#### Page excerpt ####

Well, Trogdor WAS a man, he was a Dragon-Man... No he's just a dragon.... but he is still TROGDOR!!!!!!!!!!!!!!!!!!!!!!!!!!!!


----------



## Lackhand (Dec 19, 2007)

Note that the crushing damage is very little: as I recall, doesn't a fire elemental weigh something like Small: 1 pound, Medium: 2 pounds, Large: 4 pounds, Huge: 8 pounds, Gargantuan: 16 pounds?

So, no damage, much shrugging. It's like being softly bludgeoned to death with feathers.


----------



## Evilhalfling (Dec 19, 2007)

> Races and Classes--I has it!




I don't - my FLGS apparently sold out by 6pm last night when I called them.  Yes, I could get it somewhere else, but Im morally opposed to buying outside gaming stores. Now Im on hold for their second shipment. 

I'll continue to read the exerpts here, and see if the wave of option changes, I felt burned on complete Psion, the prerelease opinion was positive, but it swung the other way in the following weeks. Lets see how this book fares.


----------



## Evilhalfling (Dec 19, 2007)

Khuxan said:
			
		

> Types exist independent of class - you can get reptilian aberrations, mammalian aberrations, and so on. By the same token, I could say: dragonborn are humanoids, not reptiles.
> 
> Yuan-ti, dragonborn and dragons have reptilian and mammalian features. Yuan-ti and dragonborn have breasts despite their reptilian features, dragons do not have breasts despite their mammalian features.




So is this why Bibblioboop the goddess of the Kuo-toa has breasts?  That's bugged me for a long while.  (1st ed dieties & demigods artwork)


----------



## SCMrks (Dec 19, 2007)

I got the book last night and looked through it some, mostly looking at the art which is good. Some of my observations are:

You can tell halflings apart from humans because halflings now have corn rows and braids.
Dragonborn do not have tails but Tieflings have huge tails.
Dragonborn seem to add wings to their outfits. Some of the Dragonborn pictures have wings that look like kites or gliders attached to them. I think they are made and not real wings because it looks like they have stitches and seams in them.
I counted 33 pictures of females of which 16 have outfits that expose their midsection. Just on observation, I know sex sells better than practicallity.
Most weapons look impractical and cartoonish by being oversized.
I was wondering what that one suit of dwarven armor reminded me of and an earlier poster mentioned it, voltron dwarf.
There is a great picture of a female elf warlock in the forest that makes me think the fey pact warlock will be a druid substitute until PHB2 comes out.

In the human section a new god named Ioun is mentioned. At least it is new to me.

The Ranger description mentions the ranger needs a defender best friend in combat to block for him and healing. Sounds like the ranger won't have many hit points.


----------



## Plane Sailing (Dec 19, 2007)

SCMrks said:
			
		

> In the human section a new god named Ioun is mentioned. At least it is new to me.




Originator of the Ioun stones, I guess? I was surprised that in the text they refer to Ioun as feminine though - I've always imagined Ioun as masculine (latterly influenced by Congenio Ioun from Piratecats storyhour, naturally)

#### Listed records ####

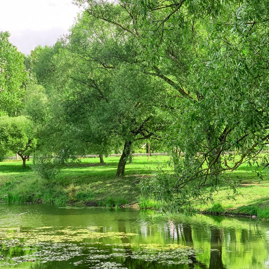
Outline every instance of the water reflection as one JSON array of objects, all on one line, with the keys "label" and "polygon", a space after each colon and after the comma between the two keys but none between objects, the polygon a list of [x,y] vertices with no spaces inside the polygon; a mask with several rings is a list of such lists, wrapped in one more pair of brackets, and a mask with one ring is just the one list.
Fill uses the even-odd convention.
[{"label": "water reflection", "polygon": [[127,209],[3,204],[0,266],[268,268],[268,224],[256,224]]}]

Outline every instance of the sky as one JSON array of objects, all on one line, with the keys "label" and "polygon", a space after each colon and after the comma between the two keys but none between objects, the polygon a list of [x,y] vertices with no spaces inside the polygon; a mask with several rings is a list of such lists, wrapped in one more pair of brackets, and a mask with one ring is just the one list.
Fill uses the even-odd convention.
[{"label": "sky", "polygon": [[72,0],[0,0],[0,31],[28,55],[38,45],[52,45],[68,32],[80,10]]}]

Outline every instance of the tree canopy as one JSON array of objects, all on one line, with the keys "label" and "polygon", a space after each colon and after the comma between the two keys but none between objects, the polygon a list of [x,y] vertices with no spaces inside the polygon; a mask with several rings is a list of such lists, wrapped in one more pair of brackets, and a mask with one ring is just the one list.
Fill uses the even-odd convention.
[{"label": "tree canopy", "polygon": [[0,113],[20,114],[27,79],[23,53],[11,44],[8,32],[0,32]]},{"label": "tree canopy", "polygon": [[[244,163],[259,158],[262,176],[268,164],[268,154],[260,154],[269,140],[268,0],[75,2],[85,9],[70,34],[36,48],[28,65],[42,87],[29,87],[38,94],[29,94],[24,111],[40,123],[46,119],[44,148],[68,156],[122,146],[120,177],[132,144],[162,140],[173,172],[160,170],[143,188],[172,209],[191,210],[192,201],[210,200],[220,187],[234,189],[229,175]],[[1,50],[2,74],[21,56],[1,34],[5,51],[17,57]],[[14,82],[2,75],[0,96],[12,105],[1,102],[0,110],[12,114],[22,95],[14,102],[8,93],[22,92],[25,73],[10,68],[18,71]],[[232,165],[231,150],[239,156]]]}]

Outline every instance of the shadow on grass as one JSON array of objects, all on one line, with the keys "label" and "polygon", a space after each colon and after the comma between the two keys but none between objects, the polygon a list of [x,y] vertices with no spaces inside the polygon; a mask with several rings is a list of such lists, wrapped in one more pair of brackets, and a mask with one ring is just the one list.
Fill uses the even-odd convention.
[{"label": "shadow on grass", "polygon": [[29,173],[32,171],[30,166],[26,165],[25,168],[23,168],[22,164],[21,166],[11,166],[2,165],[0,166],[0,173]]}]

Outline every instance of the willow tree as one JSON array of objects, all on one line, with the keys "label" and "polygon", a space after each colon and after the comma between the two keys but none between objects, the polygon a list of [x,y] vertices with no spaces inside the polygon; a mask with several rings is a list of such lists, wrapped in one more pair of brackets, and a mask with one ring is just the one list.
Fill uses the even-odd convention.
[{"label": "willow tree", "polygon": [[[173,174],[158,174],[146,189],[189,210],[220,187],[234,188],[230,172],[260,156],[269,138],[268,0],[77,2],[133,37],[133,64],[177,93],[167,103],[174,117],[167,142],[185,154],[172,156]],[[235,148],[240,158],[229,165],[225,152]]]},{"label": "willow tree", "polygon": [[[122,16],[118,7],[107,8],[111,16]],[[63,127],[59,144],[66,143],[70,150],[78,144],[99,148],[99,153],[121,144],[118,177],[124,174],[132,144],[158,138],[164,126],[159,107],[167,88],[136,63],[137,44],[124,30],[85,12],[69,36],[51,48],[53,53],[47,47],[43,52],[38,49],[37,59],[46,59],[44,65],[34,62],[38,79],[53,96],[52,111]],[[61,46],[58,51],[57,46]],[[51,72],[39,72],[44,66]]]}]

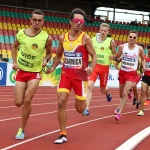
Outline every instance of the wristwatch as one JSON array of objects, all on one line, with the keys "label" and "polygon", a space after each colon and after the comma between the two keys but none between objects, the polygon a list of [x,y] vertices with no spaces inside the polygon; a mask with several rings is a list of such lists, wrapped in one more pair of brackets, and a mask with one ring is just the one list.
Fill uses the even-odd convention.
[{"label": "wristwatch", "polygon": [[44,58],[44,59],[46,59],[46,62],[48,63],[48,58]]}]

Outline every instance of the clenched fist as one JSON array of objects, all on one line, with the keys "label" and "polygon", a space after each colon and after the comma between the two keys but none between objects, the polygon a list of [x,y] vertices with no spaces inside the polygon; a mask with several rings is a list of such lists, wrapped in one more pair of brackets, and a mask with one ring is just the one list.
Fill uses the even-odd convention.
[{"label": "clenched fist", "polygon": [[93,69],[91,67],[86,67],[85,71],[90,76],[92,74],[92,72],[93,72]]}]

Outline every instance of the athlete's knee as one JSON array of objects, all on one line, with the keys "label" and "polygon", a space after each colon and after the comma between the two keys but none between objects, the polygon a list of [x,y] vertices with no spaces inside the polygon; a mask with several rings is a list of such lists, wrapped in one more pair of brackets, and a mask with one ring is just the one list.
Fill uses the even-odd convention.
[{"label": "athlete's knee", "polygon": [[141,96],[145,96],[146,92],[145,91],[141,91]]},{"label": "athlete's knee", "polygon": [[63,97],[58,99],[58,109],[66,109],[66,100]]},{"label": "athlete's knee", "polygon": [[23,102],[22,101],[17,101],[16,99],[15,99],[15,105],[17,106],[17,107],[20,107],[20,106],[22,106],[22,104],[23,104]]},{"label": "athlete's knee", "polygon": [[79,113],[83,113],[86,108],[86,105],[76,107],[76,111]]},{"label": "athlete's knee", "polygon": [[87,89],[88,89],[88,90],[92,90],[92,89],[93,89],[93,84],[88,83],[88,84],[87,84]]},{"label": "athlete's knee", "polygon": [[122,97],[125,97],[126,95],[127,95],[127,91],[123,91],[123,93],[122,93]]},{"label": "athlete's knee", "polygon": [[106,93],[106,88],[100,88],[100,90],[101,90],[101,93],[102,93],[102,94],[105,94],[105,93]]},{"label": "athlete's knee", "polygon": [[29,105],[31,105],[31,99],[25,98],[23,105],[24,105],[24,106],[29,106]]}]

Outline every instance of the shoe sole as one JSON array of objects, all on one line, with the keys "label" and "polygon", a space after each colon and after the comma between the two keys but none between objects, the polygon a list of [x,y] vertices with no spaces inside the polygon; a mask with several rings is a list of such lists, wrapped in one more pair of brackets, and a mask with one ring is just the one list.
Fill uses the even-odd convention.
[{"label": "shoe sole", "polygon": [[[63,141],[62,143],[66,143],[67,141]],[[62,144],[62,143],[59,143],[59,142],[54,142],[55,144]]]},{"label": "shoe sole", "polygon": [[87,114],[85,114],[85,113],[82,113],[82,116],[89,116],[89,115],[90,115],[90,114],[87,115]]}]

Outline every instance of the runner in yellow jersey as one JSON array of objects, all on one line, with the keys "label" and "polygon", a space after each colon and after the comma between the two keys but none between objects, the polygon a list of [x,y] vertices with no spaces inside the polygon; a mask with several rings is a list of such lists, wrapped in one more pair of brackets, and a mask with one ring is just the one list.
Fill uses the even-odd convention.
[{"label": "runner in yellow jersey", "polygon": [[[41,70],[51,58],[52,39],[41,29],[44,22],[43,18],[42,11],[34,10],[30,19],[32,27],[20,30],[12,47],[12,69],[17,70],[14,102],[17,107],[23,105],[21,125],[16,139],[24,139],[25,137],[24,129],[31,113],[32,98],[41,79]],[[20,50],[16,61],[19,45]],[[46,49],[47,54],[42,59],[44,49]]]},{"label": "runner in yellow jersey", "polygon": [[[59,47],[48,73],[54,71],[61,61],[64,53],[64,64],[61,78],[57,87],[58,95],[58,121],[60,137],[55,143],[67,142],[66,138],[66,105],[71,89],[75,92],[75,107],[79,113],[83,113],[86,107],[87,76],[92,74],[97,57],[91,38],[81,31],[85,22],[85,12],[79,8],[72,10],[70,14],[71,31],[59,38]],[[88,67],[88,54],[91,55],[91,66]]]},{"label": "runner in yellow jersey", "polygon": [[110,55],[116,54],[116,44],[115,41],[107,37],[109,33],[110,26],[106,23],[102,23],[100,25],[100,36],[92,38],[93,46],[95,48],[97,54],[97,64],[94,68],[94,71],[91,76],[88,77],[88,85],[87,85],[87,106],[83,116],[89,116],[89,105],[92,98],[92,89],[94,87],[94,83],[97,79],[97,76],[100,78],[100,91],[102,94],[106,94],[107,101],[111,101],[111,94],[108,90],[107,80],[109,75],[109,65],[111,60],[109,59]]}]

####
#### Listed records ####

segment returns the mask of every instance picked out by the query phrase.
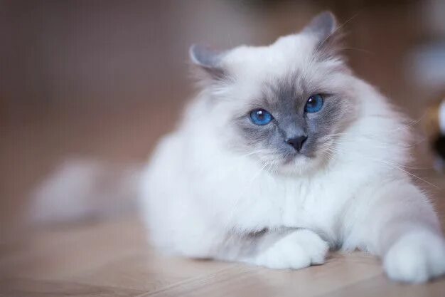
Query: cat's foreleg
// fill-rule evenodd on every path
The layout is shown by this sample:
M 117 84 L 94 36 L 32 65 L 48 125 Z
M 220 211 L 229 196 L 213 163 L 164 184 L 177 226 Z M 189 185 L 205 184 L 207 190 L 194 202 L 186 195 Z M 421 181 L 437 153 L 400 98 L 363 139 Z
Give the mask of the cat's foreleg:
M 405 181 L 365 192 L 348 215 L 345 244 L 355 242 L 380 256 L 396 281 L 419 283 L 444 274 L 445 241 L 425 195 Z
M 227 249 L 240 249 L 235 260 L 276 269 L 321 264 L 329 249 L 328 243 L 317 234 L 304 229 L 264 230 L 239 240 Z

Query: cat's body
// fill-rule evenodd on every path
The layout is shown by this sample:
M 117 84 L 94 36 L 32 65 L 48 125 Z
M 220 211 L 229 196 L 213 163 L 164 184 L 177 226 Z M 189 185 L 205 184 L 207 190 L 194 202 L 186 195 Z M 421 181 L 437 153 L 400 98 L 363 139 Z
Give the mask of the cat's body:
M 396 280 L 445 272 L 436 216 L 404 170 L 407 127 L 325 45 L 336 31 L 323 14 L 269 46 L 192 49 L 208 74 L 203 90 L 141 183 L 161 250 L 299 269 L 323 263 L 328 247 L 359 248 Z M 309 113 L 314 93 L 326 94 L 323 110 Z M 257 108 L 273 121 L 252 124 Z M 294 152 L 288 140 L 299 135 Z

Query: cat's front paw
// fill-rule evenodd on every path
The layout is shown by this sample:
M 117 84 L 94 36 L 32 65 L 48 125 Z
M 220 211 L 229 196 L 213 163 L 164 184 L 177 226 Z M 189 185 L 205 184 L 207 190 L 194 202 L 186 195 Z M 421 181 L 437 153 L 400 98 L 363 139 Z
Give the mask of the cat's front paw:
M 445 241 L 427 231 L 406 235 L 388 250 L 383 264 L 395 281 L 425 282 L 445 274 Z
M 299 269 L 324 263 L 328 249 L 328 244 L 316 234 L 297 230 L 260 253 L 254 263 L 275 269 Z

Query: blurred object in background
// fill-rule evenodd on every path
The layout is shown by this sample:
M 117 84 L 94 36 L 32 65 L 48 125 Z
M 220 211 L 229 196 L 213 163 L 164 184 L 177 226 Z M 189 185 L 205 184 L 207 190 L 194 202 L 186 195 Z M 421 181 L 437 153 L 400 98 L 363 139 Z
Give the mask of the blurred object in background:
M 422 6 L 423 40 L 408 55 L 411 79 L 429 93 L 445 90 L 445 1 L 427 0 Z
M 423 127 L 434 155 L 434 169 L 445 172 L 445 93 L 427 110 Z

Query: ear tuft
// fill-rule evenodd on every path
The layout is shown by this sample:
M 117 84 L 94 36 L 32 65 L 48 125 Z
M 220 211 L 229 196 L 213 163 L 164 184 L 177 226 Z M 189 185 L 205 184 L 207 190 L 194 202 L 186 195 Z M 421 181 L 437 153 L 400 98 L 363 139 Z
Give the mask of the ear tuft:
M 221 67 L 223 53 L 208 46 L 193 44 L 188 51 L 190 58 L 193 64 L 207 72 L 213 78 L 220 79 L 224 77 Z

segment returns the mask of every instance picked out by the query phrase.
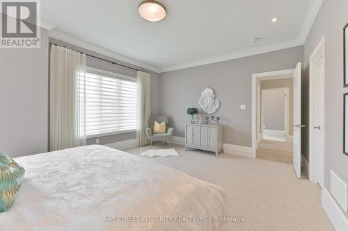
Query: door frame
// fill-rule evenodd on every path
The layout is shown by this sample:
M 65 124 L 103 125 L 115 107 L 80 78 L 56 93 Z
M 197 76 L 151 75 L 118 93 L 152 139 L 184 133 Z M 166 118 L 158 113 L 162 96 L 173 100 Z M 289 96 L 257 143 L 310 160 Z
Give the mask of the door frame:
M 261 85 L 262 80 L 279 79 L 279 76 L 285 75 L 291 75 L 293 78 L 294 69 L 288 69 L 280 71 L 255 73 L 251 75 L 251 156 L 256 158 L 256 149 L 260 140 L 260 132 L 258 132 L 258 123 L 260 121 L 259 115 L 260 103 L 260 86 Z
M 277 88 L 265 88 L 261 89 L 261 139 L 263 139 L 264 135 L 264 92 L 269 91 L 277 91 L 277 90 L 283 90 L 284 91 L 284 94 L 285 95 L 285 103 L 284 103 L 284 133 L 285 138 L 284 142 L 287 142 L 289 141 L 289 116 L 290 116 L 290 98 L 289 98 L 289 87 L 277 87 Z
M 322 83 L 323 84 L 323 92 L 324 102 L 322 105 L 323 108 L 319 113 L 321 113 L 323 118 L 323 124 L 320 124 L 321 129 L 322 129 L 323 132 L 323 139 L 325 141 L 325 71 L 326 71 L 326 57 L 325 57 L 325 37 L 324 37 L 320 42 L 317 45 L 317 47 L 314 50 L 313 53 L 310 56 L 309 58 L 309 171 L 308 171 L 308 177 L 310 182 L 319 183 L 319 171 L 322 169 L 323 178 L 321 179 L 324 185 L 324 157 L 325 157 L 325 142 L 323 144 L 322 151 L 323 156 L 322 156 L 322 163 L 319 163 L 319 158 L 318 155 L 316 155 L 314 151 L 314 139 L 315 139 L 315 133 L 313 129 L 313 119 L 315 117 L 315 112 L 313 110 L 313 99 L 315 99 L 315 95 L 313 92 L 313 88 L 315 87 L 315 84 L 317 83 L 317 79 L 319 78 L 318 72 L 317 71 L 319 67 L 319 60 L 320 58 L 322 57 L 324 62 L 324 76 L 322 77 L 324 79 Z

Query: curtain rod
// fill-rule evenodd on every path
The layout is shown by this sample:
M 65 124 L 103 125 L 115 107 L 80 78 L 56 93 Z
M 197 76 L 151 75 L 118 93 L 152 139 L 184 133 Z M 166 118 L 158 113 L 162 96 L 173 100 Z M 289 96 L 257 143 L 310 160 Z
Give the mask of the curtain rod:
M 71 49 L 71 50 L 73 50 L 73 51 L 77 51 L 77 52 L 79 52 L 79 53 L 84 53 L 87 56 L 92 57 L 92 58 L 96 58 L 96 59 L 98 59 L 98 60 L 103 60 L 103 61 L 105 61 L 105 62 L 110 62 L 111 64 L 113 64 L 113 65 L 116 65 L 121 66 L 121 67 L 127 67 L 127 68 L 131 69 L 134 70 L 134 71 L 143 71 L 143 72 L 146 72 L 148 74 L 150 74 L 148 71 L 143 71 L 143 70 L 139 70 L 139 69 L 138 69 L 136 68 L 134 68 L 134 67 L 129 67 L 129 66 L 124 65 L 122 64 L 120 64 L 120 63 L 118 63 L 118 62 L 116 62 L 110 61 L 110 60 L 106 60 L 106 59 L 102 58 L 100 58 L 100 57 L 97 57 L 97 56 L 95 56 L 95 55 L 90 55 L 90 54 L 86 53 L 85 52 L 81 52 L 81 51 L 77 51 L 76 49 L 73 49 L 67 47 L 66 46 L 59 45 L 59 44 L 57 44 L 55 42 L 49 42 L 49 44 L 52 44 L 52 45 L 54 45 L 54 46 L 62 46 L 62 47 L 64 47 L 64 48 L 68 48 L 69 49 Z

####

Work to do:
[1] In the forum thread about the Races and Classes book, why does SCMrks think the wings on some dragonborn pictures are made rather than real? Answer in one to three sentences.
[2] Answer these questions from the Races and Classes forum thread:
(a) According to Lackhand's recollection, how much does a Gargantuan fire elemental weigh?
(b) Of the pictures of females that SCMrks counted, how many were there, and how many have outfits that expose the midsection?
(c) What was Plane Sailing surprised to find about how the text refers to Ioun?
[3] Proceed with the Races and Classes forum thread from where it stops by writing the next post.
You can set the entries aside; nothing here depends on them.

Set of answers:
[1] SCMrks thinks the wings are made because they look like they have stitches and seams in them. In some of the dragonborn pictures, the wings also look like kites or gliders attached to the figures.

[2]
(a) 16 pounds.
(b) SCMrks counted 33 pictures, and 16 of them have outfits that expose the midsection.
(c) The text refers to Ioun as feminine, though Plane Sailing had always imagined Ioun as masculine.

[3]
----------



## ruleslawyer (Dec 19, 2007)

Evilhalfling said:
			
		

> So is this why Bibblioboop the goddess of the Kuo-toa has breasts?  That's bugged me for a long while.  (1st ed dieties & demigods artwork)



Well, the weirdness of that is that Blibdoolpoolp isn't represented as a kuo-toa; she's represented as a female _human_ with the head of a lobster. I always assumed that was a remnant of the kuo-toa's human origins (aren't they a degenerate human "race" that moved first to the seas, then to the lightless waters of the Underdark?) or to some sort of "found art" (the kuo-toa based Blib's idol on a human statue they found; they just stuck a lobster head on it to make it more aquatic and thus comfortingly familiar).


----------



## HeavenShallBurn (Dec 19, 2007)

Plane Sailing said:
			
		

> Originator of the Ioun stones, I guess? I was surprised that in the text they refer to Ioun as feminine though - I've always imagined Ioun as masculine (latterly influenced by Congenio Ioun from Piratecats storyhour, naturally)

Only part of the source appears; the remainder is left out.